Please repeat the listing exactly, with every line intact.
%%
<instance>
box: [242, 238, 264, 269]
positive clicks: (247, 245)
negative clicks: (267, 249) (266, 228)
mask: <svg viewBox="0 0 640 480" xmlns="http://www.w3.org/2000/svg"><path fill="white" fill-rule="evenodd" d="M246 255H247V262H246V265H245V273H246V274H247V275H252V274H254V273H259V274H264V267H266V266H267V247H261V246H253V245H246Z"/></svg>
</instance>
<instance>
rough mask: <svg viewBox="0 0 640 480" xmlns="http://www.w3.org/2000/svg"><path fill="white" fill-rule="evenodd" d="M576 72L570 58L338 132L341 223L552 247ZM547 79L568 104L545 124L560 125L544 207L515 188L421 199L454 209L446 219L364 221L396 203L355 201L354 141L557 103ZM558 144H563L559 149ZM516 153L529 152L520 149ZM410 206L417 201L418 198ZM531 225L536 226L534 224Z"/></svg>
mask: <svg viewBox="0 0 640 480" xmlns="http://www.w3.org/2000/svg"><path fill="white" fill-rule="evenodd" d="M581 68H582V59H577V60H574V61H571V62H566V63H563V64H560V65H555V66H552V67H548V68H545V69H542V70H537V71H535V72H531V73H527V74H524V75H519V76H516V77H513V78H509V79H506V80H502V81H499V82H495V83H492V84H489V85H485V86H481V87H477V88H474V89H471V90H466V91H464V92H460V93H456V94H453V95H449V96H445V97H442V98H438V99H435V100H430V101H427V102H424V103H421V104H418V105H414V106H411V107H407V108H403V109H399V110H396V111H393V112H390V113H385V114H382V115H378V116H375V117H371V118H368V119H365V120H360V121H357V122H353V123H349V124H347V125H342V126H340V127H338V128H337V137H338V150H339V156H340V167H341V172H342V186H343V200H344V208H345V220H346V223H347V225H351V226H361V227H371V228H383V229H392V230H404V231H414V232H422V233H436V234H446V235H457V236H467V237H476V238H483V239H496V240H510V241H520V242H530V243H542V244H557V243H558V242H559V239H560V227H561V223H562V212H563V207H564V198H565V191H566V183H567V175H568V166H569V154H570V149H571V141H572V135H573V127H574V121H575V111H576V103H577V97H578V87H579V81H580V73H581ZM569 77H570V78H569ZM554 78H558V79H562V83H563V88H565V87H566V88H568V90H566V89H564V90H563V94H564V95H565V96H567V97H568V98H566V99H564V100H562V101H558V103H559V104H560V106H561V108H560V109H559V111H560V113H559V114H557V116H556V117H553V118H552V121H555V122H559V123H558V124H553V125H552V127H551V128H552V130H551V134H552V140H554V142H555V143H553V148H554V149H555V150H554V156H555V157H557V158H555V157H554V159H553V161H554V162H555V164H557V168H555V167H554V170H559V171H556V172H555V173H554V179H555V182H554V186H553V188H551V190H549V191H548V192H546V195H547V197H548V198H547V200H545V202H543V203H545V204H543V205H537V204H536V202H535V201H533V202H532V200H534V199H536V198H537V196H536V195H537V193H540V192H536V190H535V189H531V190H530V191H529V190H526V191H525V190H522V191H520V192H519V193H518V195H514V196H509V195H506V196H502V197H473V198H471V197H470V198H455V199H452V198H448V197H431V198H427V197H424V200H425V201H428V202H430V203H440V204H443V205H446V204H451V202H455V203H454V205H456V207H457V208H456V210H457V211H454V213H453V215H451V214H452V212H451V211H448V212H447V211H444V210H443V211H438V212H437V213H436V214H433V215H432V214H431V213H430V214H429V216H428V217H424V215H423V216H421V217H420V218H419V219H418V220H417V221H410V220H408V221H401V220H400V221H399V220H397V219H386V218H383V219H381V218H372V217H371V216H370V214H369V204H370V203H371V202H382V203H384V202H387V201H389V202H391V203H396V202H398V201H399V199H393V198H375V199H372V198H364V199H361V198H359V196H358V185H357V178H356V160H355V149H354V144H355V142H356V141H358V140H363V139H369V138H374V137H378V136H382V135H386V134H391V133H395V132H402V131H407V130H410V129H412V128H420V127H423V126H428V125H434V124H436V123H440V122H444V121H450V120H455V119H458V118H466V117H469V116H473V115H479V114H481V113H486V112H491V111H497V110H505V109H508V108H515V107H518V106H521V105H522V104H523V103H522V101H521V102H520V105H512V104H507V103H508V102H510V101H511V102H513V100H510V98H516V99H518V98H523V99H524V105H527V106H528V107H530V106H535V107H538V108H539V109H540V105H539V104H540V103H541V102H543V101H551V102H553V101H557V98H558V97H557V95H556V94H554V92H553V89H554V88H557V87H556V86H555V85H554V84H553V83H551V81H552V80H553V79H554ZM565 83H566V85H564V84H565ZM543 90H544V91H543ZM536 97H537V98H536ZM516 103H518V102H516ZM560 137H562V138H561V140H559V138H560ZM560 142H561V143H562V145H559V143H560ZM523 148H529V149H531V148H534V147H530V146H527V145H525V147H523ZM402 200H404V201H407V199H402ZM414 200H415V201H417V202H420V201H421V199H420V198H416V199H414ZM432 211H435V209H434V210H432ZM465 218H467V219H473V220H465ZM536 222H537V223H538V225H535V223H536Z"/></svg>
%%
Exercise output ->
<instance>
box: [242, 238, 264, 269]
positive clicks: (247, 245)
negative clicks: (267, 249) (266, 228)
mask: <svg viewBox="0 0 640 480" xmlns="http://www.w3.org/2000/svg"><path fill="white" fill-rule="evenodd" d="M246 255H247V262H246V265H245V273H246V274H247V275H252V274H254V273H259V274H264V267H266V266H267V247H261V246H253V245H246Z"/></svg>
</instance>
<instance>
rough mask: <svg viewBox="0 0 640 480" xmlns="http://www.w3.org/2000/svg"><path fill="white" fill-rule="evenodd" d="M576 72L570 58L338 132L341 223L552 247ZM547 79L568 104L545 124L560 125L544 207L515 188L421 199L454 209L446 219L364 221L396 203L355 201L354 141L557 103ZM558 144H563L559 149ZM516 153L529 152L520 149ZM410 206L417 201L418 198ZM531 225L536 226L534 224Z"/></svg>
mask: <svg viewBox="0 0 640 480" xmlns="http://www.w3.org/2000/svg"><path fill="white" fill-rule="evenodd" d="M581 68H582V59H577V60H574V61H571V62H566V63H563V64H560V65H555V66H552V67H548V68H545V69H542V70H537V71H535V72H531V73H527V74H524V75H519V76H516V77H513V78H509V79H506V80H502V81H499V82H495V83H492V84H489V85H485V86H481V87H477V88H474V89H471V90H466V91H464V92H460V93H456V94H453V95H449V96H445V97H442V98H438V99H435V100H430V101H427V102H424V103H421V104H418V105H414V106H411V107H407V108H403V109H399V110H396V111H393V112H390V113H385V114H382V115H378V116H375V117H371V118H368V119H365V120H360V121H357V122H353V123H349V124H347V125H342V126H340V127H338V128H337V137H338V150H339V156H340V167H341V172H342V186H343V200H344V208H345V220H346V223H347V225H351V226H361V227H371V228H383V229H392V230H404V231H414V232H422V233H436V234H446V235H457V236H467V237H476V238H483V239H496V240H510V241H520V242H530V243H542V244H557V243H558V242H559V239H560V227H561V223H562V212H563V207H564V198H565V191H566V183H567V175H568V166H569V154H570V149H571V141H572V135H573V127H574V121H575V111H576V103H577V97H578V87H579V81H580V73H581ZM569 77H570V78H569ZM554 78H558V79H562V83H563V88H565V87H566V88H568V90H566V89H564V90H563V94H564V95H565V96H567V97H568V98H566V99H564V100H562V101H558V103H559V104H560V106H561V108H560V109H559V111H560V113H559V114H557V116H556V117H553V118H552V121H555V122H559V123H558V124H553V125H552V127H551V128H552V130H551V134H552V140H554V142H555V143H553V148H554V149H555V150H554V156H555V157H557V158H555V157H554V159H553V161H554V162H555V164H557V168H555V167H554V170H559V171H556V172H555V173H554V179H555V182H554V186H553V188H551V190H549V191H548V192H546V195H547V197H548V198H547V200H545V202H543V203H545V204H543V205H537V204H536V202H535V201H533V202H532V200H534V199H536V198H537V196H536V195H537V193H540V192H536V190H535V189H531V190H530V191H529V190H526V191H525V190H522V191H520V192H519V193H518V195H514V196H509V195H506V196H502V197H473V198H471V197H470V198H455V199H452V198H448V197H431V198H427V197H424V200H425V201H428V202H430V203H440V204H443V205H446V204H451V202H455V203H454V205H456V207H457V208H456V210H457V211H454V213H453V215H451V214H452V212H451V211H448V212H447V211H444V210H443V211H438V212H437V213H436V214H433V215H432V214H431V213H430V214H429V216H428V217H424V215H423V216H421V217H420V218H419V219H418V220H417V221H410V220H408V221H401V220H400V221H399V220H397V219H386V218H383V219H381V218H372V217H371V216H370V214H369V204H370V203H371V202H382V203H384V202H387V201H389V202H391V203H396V202H398V201H399V199H393V198H375V199H372V198H364V199H361V198H359V196H358V185H357V178H356V160H355V149H354V144H355V142H356V141H358V140H363V139H369V138H374V137H378V136H382V135H386V134H391V133H395V132H402V131H407V130H410V129H412V128H420V127H423V126H428V125H434V124H436V123H440V122H444V121H450V120H455V119H458V118H466V117H469V116H473V115H479V114H481V113H486V112H491V111H497V110H505V109H508V108H515V107H518V106H521V105H522V104H523V103H522V101H521V102H520V105H512V104H507V103H508V102H510V101H511V102H513V100H510V98H516V99H518V98H523V99H524V105H527V106H528V107H530V106H535V107H538V108H539V109H540V105H539V104H540V103H541V102H543V101H551V102H553V101H557V98H558V97H557V95H556V94H554V92H553V89H554V88H557V87H556V86H555V85H554V84H553V83H551V81H552V80H553V79H554ZM565 83H566V85H564V84H565ZM543 90H544V91H543ZM536 97H537V98H536ZM516 103H518V102H516ZM560 137H562V138H561V140H559V138H560ZM560 142H561V143H562V145H559V143H560ZM523 148H529V149H531V148H534V147H530V146H527V145H525V147H523ZM402 200H404V201H407V199H402ZM414 200H415V201H417V202H420V201H421V199H420V198H416V199H414ZM432 211H435V209H434V210H432ZM465 218H467V219H473V220H465ZM536 222H537V223H538V225H535V223H536Z"/></svg>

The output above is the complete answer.